Your source sounds like a consultant, which explains why their advice is wrong. 😛
No they are not wrong. The economies of scale you refer to come at the cost of increased disruption to the road users and land owners.
A better system is to rent road space to the main contractor. If they think the job is one month then they add the cost of 1 month of rent to their bid. If they close a lane or footpath and leave it that way for longer they get to pay a penalty. If they do the work quicker they get to make a saving.
The biggest issue we see is contractors starting a job then leaving it idle while they finish of an earlier project. The cost to the public is huge but the contractor doesn’t have any incentive to do better. Te Atatu Road is a great example, AT saved money, the contractor opened the entire length and left it that way for months and the local business struggled to stay afloat. Road exists to provide access, not so people can save money by drawing out a project for longer than they need.
Agreed the main contractor (Project Manager) the should be fixed cost with a targeted completion date. If it gets overrun or delays then there would be penalty.
The cost overruns are often not the contractors fault, due to things outside their control. For example services that aren’t actually where the council survey plan says they are, unseasonal rain, or a mad woman in a hat living on a traffic island and running amok with a block splitter.
I think it all comes down to balance regarding tackling too much section at once. PS lol to Nick R’s comment.
renting road space for consutruction is a good idea (if they aren’t already doing it?), encourages behavioural change and innovation amongst contractors. Probably unnecessary for the majority of the roading network but would be good on arterial routes around town centres, the CBD etc.
But surely that is easy – change the car parking into cycle lanes. Its a few signs and yellow lines and green paint – could be done in a day for little cost.
It really is that easy. If only the political will was there to make it happen.

----------

## Direction 1
Count the lines in the entries below that contain the string "helmet", and give only that number.

[Entries for labeling locations in images]
----------

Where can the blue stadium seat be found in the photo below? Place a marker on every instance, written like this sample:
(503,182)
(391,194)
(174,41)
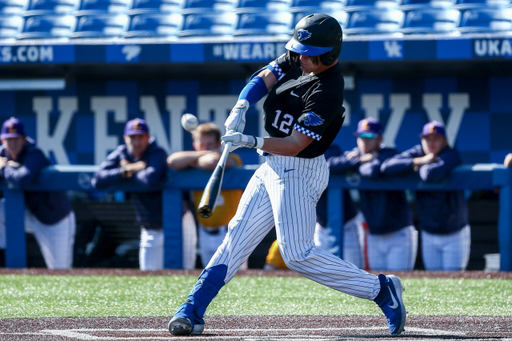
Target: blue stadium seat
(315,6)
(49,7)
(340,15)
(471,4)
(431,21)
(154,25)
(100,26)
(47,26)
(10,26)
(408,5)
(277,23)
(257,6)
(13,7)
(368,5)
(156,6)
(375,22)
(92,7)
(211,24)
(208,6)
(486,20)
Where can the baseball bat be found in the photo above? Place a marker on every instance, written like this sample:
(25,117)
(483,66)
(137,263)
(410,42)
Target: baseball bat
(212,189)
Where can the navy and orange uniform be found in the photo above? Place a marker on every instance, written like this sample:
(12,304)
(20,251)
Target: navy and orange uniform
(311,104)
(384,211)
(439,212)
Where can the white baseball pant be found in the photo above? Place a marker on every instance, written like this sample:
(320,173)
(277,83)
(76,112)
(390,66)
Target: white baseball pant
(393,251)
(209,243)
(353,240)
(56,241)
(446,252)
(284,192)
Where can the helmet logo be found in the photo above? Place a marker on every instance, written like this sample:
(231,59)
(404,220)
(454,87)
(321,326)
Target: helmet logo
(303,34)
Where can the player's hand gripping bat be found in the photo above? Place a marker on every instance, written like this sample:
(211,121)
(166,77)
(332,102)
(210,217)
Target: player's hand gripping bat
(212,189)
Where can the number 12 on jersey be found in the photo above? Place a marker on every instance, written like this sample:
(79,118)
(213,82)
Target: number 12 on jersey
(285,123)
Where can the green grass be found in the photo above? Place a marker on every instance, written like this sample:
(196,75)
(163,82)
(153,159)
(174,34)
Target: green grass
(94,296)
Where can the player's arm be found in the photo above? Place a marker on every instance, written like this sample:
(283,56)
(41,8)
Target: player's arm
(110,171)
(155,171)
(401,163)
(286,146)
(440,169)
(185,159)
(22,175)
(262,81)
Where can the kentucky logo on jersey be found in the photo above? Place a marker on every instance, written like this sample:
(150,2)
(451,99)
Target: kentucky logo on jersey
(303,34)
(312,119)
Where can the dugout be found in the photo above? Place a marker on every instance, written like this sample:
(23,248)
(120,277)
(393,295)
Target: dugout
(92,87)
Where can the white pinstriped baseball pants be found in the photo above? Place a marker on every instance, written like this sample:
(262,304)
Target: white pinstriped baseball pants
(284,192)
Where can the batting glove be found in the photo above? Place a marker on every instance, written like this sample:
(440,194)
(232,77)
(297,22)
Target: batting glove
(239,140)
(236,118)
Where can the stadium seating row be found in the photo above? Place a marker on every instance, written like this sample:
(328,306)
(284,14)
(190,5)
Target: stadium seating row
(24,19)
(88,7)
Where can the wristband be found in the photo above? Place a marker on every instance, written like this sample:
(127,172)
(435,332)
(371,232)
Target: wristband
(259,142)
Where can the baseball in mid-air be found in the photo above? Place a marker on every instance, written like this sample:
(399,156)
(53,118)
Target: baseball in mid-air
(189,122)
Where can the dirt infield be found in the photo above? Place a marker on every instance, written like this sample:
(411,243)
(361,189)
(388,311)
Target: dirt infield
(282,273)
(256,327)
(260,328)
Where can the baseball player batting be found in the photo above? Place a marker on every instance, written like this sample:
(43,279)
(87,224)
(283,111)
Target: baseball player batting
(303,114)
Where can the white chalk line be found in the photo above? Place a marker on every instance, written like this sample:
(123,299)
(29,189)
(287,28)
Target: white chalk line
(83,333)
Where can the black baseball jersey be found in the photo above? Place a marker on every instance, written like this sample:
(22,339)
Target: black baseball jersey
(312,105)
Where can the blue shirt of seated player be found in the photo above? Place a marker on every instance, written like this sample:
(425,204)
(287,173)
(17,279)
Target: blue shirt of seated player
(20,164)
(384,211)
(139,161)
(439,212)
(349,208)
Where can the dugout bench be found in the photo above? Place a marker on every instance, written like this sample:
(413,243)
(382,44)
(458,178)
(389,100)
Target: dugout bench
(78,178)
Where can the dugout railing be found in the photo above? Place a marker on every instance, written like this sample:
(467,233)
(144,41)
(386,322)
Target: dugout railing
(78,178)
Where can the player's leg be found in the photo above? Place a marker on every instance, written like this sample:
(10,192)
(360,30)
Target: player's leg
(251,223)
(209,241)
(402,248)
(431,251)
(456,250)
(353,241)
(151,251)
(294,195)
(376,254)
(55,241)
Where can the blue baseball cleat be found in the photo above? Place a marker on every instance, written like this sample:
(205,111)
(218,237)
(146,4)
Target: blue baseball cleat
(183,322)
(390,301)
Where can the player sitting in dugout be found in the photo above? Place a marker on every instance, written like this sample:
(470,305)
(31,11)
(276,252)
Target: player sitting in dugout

----------

## Direction 2
From the comments on roadwork above, copy everything from "Agreed the main" down to "Nick R’s comment." word for word.

## Complete answer 1
2

## Complete answer 2
Agreed the main contractor (Project Manager) the should be fixed cost with a targeted completion date. If it gets overrun or delays then there would be penalty.
The cost overruns are often not the contractors fault, due to things outside their control. For example services that aren’t actually where the council survey plan says they are, unseasonal rain, or a mad woman in a hat living on a traffic island and running amok with a block splitter.
I think it all comes down to balance regarding tackling too much section at once. PS lol to Nick R’s comment.